++++ Brano scelto ++++
Jannik Sinner si sarebbe voluto presentare domenica pomeriggio sul Centrale del Country Club (inizio alle 14.30) per vincere il primo Mille della sua carriera, dopo aver mancato l'occasione due anni fa, nella finale di Miami contro Hubert Hurkacz, e – sugli stessi campi della Florida – pure quella più recente contro Daniil Medvedev. Invece si è dovuto piegare di fronte a un ragazzino più giovane di lui di due anni, eppure già in grado di mettere in bacheca un trofeo di questo livello, a Parigi Bercy lo scorso anno, quando superò Novak Djokovic in finale. Per questo, oltre che per il valore assoluto del talento danese, la partita di semifinale era una montagna bella alta da scalare, per Jannik. Ancora di più dopo che il clima umido e freddo di una giornata novembrina aveva trasformato la terra monegasca in qualcosa di molto diverso dal simil-cemento dei giorni precedenti.
In tribuna Simone Vagnozzi e lo staff dell'altoatesino sono bardati con berretto e giacca a vento, come nemmeno a Sesto Pusteria. Eppure il pubblico si scalda in fretta: i tifosi italiani sono rimasti pressoché tutti, durante la prima pausa per pioggia, e ci mancherebbe pure il contrario. Chi è riuscito ad accapparrarsi un posto per questa semifinale storica per il tennis tricolore non se lo vuole lasciar scappare per due gocce d'acqua. Il primo set va via liscio, perché Sinner trova un break già al quarto game, ripetuto poi nel sesto e battezzato dal 6-1 definitivo. Un parziale nel quale Rune non è sostanzialmente riuscito a opporre resistenza all'italiano, né sotto il profilo tecnico, né tantomeno sotto quello della presenza carismatica. Proprio lui che prima di perdere le proverebbe tutte. Stavolta però Rune sembra tornato bambino, di fronte a un Sinner che ha due anni in più ma ne dimostra dieci di vantaggio.
Mentre tornano ad aprirsi gli ombrelli e Rune prova una timida protesta per sospendere il match, Jannik riesce a salvare in avvio di secondo set i primi tre break-point per il rivale. Non il quarto: così è il danese a provare a invertire l'inerzia del confronto. Fare una disamina tecnica di una partita del genere, giocata in queste condizioni con il vento che continua a cambiare direzione, è impresa ai limiti dell'impossibile. Molti errori sono dovuti proprio al vento che sposta la palla all'ultimo momento, le geometrie lasciano il posto alla preoccupazione di mettere la palla in campo. Cosa che spesso non riesce. Sul 3-0 Rune, con Sinner in striscia negativa, ecco la sospensione per pioggia, che nel frattempo si è fatta di nuovo importante.
++++
* Consegna 1: Elenca tutti i tennisti nominati nel brano sulla semifinale tra Sinner e Rune.
* Consegna 2: Riassumi in due frasi il brano sulla semifinale tra Sinner e Rune.
Le voci non hanno alcun legame con il brano.
++++ Voci estratte ++++
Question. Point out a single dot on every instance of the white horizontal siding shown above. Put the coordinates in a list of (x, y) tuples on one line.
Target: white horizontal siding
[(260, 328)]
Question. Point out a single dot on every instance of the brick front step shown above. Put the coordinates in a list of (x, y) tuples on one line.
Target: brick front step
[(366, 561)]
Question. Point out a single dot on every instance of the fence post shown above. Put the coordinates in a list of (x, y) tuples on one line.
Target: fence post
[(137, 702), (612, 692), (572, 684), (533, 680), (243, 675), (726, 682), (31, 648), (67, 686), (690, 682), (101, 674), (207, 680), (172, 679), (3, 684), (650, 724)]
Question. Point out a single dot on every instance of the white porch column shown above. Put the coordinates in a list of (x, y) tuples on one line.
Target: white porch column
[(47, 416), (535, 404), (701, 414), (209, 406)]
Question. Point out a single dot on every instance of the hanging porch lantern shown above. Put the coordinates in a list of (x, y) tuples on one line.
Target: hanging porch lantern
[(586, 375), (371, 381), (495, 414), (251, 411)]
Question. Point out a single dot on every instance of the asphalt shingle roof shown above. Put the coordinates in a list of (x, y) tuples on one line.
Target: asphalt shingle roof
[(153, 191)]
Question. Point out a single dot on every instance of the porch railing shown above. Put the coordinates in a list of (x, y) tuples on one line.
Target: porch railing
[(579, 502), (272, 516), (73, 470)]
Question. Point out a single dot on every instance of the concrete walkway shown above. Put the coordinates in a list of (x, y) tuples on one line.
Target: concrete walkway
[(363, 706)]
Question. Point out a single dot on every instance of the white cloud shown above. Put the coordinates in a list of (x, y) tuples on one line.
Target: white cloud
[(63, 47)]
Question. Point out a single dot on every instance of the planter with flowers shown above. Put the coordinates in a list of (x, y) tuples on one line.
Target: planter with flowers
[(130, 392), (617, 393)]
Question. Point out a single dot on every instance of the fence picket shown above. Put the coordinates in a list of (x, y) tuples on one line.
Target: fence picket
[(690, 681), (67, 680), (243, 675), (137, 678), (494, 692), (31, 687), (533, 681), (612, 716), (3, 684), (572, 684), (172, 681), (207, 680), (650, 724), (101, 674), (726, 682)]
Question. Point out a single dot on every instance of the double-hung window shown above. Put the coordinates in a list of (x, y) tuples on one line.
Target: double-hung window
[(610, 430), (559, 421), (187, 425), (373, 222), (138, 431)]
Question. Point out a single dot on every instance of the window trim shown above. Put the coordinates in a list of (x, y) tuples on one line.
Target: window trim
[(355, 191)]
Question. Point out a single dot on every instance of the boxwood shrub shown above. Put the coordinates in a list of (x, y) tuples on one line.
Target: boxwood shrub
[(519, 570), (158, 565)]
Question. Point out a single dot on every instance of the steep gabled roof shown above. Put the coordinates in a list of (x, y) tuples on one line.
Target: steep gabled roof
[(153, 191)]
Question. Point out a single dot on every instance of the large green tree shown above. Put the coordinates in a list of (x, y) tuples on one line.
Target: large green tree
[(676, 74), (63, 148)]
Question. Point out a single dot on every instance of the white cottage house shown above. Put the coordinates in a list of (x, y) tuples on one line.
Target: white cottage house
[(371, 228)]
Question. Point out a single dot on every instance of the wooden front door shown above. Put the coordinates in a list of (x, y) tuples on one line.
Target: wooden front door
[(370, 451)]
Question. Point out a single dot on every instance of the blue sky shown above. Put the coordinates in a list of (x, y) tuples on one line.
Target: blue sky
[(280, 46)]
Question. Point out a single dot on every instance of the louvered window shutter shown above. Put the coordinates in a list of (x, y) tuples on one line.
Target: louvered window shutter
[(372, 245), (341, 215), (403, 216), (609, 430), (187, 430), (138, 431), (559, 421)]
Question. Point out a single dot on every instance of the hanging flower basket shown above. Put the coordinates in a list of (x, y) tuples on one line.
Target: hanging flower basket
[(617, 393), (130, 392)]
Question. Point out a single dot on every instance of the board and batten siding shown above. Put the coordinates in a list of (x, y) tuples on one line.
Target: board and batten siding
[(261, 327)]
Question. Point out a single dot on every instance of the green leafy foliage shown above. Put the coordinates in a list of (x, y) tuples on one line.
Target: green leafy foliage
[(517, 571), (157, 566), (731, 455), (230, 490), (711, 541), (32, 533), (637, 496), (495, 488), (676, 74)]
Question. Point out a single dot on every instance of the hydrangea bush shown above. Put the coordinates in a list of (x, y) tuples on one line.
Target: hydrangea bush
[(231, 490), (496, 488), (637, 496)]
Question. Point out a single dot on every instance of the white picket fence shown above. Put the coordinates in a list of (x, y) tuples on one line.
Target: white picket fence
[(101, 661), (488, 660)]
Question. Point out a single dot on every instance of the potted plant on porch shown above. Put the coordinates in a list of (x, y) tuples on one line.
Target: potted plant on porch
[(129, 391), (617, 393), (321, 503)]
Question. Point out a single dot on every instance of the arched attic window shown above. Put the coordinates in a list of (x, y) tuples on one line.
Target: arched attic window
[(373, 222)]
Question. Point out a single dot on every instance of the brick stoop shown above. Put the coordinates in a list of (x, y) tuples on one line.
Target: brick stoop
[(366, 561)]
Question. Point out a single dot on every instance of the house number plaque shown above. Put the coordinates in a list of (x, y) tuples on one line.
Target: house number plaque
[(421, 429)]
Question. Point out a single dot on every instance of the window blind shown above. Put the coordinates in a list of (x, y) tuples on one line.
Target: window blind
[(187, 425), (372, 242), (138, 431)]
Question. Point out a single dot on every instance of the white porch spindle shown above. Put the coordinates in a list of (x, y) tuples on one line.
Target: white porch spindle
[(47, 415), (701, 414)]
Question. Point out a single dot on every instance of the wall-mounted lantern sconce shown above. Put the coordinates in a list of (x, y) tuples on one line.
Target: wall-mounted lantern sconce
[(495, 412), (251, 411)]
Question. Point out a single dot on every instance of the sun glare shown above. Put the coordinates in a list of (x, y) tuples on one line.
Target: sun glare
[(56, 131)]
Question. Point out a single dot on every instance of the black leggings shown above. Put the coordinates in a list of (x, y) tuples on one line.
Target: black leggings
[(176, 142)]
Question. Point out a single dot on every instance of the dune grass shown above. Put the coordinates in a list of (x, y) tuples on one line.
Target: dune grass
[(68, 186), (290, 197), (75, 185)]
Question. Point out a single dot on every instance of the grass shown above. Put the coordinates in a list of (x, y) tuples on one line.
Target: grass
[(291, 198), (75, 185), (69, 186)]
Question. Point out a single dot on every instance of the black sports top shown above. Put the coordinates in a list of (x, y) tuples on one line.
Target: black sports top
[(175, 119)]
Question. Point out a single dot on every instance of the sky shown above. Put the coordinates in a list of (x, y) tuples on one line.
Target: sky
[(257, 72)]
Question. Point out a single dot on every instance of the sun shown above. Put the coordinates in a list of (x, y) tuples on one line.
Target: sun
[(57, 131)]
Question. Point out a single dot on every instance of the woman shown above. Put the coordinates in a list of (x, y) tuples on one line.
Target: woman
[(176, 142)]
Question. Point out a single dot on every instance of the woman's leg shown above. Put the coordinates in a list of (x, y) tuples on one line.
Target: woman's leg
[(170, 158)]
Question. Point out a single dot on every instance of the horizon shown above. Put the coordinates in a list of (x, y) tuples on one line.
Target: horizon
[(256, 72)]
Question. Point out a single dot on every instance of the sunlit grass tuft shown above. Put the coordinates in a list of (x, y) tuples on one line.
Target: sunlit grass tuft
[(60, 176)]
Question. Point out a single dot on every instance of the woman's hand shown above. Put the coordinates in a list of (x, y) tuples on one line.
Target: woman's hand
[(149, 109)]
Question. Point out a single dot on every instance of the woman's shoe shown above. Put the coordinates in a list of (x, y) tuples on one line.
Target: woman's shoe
++++
* Risposta 1: Jannik Sinner, Hubert Hurkacz, Daniil Medvedev, Novak Djokovic, Rune

* Risposta 2: Jannik Sinner, che puntava al primo Mille della carriera, ha affrontato in semifinale il danese Rune, più giovane di due anni e già vincitore a Parigi Bercy, su una terra resa diversa dal clima umido e freddo. Sinner ha vinto il primo set 6-1 con due break, ma nel secondo, tra vento e pioggia, Rune è salito sul 3-0 prima della sospensione per pioggia.